• _What you have to do_:
Return an exact copy of the entries, skipping any picture you find.

(Saved entries)
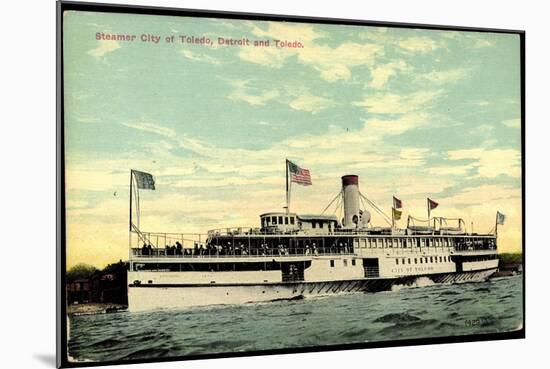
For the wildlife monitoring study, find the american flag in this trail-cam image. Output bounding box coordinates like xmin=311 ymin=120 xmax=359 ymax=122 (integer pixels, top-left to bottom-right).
xmin=288 ymin=160 xmax=312 ymax=186
xmin=132 ymin=170 xmax=156 ymax=190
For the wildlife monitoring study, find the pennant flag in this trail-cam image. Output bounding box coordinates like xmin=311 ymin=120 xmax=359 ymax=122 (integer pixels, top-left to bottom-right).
xmin=392 ymin=207 xmax=402 ymax=221
xmin=496 ymin=211 xmax=506 ymax=225
xmin=393 ymin=196 xmax=402 ymax=209
xmin=133 ymin=170 xmax=156 ymax=190
xmin=288 ymin=160 xmax=312 ymax=186
xmin=428 ymin=198 xmax=439 ymax=210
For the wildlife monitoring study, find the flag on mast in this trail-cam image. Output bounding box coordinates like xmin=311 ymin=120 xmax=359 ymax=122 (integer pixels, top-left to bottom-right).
xmin=133 ymin=170 xmax=156 ymax=190
xmin=427 ymin=198 xmax=439 ymax=210
xmin=288 ymin=160 xmax=312 ymax=186
xmin=393 ymin=196 xmax=402 ymax=209
xmin=392 ymin=207 xmax=402 ymax=221
xmin=496 ymin=211 xmax=506 ymax=225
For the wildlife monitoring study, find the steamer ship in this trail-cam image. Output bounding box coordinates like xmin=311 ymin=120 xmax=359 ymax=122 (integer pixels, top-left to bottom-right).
xmin=127 ymin=165 xmax=502 ymax=312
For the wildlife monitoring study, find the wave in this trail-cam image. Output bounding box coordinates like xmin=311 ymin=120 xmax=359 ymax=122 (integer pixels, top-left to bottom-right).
xmin=374 ymin=313 xmax=421 ymax=324
xmin=391 ymin=277 xmax=436 ymax=291
xmin=447 ymin=297 xmax=474 ymax=306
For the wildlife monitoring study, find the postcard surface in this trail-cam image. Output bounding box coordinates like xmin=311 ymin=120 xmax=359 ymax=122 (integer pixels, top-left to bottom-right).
xmin=59 ymin=4 xmax=524 ymax=366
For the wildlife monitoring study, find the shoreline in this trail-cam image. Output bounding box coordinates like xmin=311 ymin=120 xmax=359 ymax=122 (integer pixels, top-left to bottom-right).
xmin=67 ymin=303 xmax=127 ymax=316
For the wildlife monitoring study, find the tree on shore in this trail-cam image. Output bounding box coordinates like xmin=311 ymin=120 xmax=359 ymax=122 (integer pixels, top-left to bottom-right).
xmin=66 ymin=263 xmax=99 ymax=282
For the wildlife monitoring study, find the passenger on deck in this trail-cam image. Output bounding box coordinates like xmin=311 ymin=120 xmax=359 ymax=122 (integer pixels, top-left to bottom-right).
xmin=147 ymin=244 xmax=153 ymax=255
xmin=141 ymin=243 xmax=148 ymax=256
xmin=176 ymin=242 xmax=183 ymax=256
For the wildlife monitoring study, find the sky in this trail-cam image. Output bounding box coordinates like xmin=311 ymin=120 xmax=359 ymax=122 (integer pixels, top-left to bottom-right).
xmin=63 ymin=11 xmax=522 ymax=268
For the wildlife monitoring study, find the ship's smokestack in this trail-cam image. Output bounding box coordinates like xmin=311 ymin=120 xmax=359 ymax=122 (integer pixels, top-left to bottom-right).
xmin=342 ymin=175 xmax=360 ymax=228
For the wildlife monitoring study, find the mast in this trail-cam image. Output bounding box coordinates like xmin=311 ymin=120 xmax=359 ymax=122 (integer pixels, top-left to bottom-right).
xmin=129 ymin=169 xmax=133 ymax=270
xmin=129 ymin=169 xmax=133 ymax=231
xmin=495 ymin=212 xmax=498 ymax=238
xmin=285 ymin=159 xmax=290 ymax=213
xmin=426 ymin=198 xmax=430 ymax=226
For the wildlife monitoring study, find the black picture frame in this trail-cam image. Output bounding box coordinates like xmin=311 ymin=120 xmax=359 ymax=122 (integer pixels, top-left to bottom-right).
xmin=56 ymin=1 xmax=525 ymax=367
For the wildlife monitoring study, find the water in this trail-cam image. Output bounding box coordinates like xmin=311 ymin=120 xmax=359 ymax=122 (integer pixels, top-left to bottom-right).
xmin=68 ymin=275 xmax=523 ymax=362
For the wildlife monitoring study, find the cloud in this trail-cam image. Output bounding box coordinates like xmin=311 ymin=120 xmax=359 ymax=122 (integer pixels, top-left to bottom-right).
xmin=298 ymin=42 xmax=384 ymax=82
xmin=441 ymin=184 xmax=520 ymax=206
xmin=415 ymin=68 xmax=470 ymax=85
xmin=469 ymin=123 xmax=495 ymax=136
xmin=121 ymin=121 xmax=176 ymax=138
xmin=353 ymin=90 xmax=442 ymax=114
xmin=87 ymin=40 xmax=120 ymax=58
xmin=398 ymin=36 xmax=441 ymax=53
xmin=180 ymin=49 xmax=221 ymax=65
xmin=288 ymin=93 xmax=333 ymax=113
xmin=238 ymin=22 xmax=384 ymax=82
xmin=474 ymin=38 xmax=494 ymax=48
xmin=227 ymin=80 xmax=280 ymax=106
xmin=502 ymin=118 xmax=521 ymax=129
xmin=426 ymin=164 xmax=476 ymax=176
xmin=368 ymin=60 xmax=408 ymax=88
xmin=447 ymin=148 xmax=521 ymax=179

• _Output of the task_:
For the wildlife monitoring study, find the american flag in this trail-cam image. Output bounding box coordinates like xmin=311 ymin=120 xmax=359 ymax=122 (integer pixels, top-left to bottom-right).
xmin=288 ymin=160 xmax=312 ymax=186
xmin=132 ymin=170 xmax=156 ymax=190
For the wildlife monitoring study, find the pennant flag in this trail-cam image. Output bounding box coordinates like xmin=311 ymin=120 xmax=359 ymax=122 (integer pixels, top-left to bottom-right).
xmin=392 ymin=207 xmax=402 ymax=221
xmin=496 ymin=211 xmax=506 ymax=225
xmin=393 ymin=196 xmax=402 ymax=209
xmin=133 ymin=170 xmax=156 ymax=190
xmin=288 ymin=160 xmax=312 ymax=186
xmin=428 ymin=198 xmax=439 ymax=210
For the wildlife monitoring study, find the flag on mast in this trail-cam image. Output bounding box coordinates like xmin=311 ymin=120 xmax=359 ymax=122 (integer pixels, top-left to bottom-right).
xmin=133 ymin=170 xmax=156 ymax=190
xmin=427 ymin=198 xmax=439 ymax=210
xmin=288 ymin=160 xmax=312 ymax=186
xmin=393 ymin=196 xmax=402 ymax=209
xmin=392 ymin=207 xmax=402 ymax=221
xmin=496 ymin=211 xmax=506 ymax=225
For the wildlife monitoring study, find the steamer ship in this trail-cam image. Output bounding box coordinates like xmin=311 ymin=120 xmax=359 ymax=122 (integer pixels, top-left to bottom-right).
xmin=127 ymin=165 xmax=502 ymax=312
For the wildlife monitoring study, find the wave in this trail-cam image. Output bounding box coordinates like xmin=311 ymin=120 xmax=359 ymax=122 (integer pixels, top-left to bottom-right).
xmin=374 ymin=313 xmax=421 ymax=324
xmin=391 ymin=277 xmax=436 ymax=291
xmin=447 ymin=297 xmax=474 ymax=306
For the wildlife monitoring study, find the postcard surface in this trail-cam image. Output bounding box coordinates like xmin=311 ymin=120 xmax=359 ymax=122 (integer pixels, top-left to bottom-right).
xmin=59 ymin=4 xmax=524 ymax=366
For the wildlife monitoring study, find the shoreline in this trail-cam image. Output bounding box coordinates like xmin=311 ymin=120 xmax=359 ymax=122 (integer pixels, top-left to bottom-right).
xmin=67 ymin=303 xmax=127 ymax=316
For the wildlife monitoring study, find the tree on shore in this trail-cam image. Output bounding box coordinates like xmin=311 ymin=120 xmax=359 ymax=122 (integer pixels, top-left to bottom-right).
xmin=66 ymin=263 xmax=99 ymax=282
For the wildlife monitoring study, find the passenger on deck in this trail-cam image. Output bounding box coordinates like xmin=311 ymin=120 xmax=359 ymax=122 (integer pixels, top-left to bottom-right).
xmin=147 ymin=244 xmax=153 ymax=255
xmin=141 ymin=243 xmax=148 ymax=256
xmin=176 ymin=242 xmax=183 ymax=256
For the wildlife monitoring study, find the sky in this trail-cam image. Output bounding box coordinates like xmin=311 ymin=120 xmax=359 ymax=122 (integer pixels, top-left to bottom-right).
xmin=63 ymin=11 xmax=522 ymax=268
For the wildlife monitoring study, find the ship's smokestack in this trail-cam image. Output bounding box coordinates like xmin=311 ymin=120 xmax=359 ymax=122 (integer pixels, top-left to bottom-right).
xmin=342 ymin=175 xmax=360 ymax=228
For the wildlife monitoring study, find the mast in this trail-cam image. Output bounding box coordinates like xmin=311 ymin=120 xmax=359 ymax=122 (integer pixels, top-left to bottom-right).
xmin=129 ymin=169 xmax=133 ymax=270
xmin=129 ymin=169 xmax=133 ymax=231
xmin=495 ymin=212 xmax=498 ymax=238
xmin=285 ymin=159 xmax=290 ymax=213
xmin=426 ymin=198 xmax=430 ymax=226
For the wildlife monitoring study, find the black picture frame in this trail-cam image. Output bounding box coordinates like xmin=311 ymin=120 xmax=359 ymax=122 (integer pixels, top-left to bottom-right).
xmin=56 ymin=1 xmax=525 ymax=367
For the wildlife monitoring study, find the water in this trail-cam image. Output bounding box coordinates like xmin=311 ymin=120 xmax=359 ymax=122 (integer pixels, top-left to bottom-right).
xmin=68 ymin=275 xmax=523 ymax=362
For the wildlife monitoring study, find the cloud in this trail-cam image. Output bounding box coordinates like xmin=311 ymin=120 xmax=359 ymax=122 (integer pixels, top-left to bottom-right).
xmin=298 ymin=42 xmax=384 ymax=82
xmin=441 ymin=184 xmax=520 ymax=206
xmin=415 ymin=68 xmax=470 ymax=85
xmin=469 ymin=123 xmax=495 ymax=136
xmin=121 ymin=121 xmax=176 ymax=138
xmin=353 ymin=90 xmax=442 ymax=114
xmin=87 ymin=40 xmax=120 ymax=58
xmin=398 ymin=36 xmax=441 ymax=53
xmin=180 ymin=49 xmax=221 ymax=65
xmin=288 ymin=93 xmax=333 ymax=113
xmin=238 ymin=22 xmax=384 ymax=82
xmin=474 ymin=38 xmax=494 ymax=48
xmin=227 ymin=80 xmax=280 ymax=106
xmin=502 ymin=118 xmax=521 ymax=129
xmin=426 ymin=164 xmax=476 ymax=176
xmin=368 ymin=60 xmax=408 ymax=88
xmin=447 ymin=148 xmax=521 ymax=179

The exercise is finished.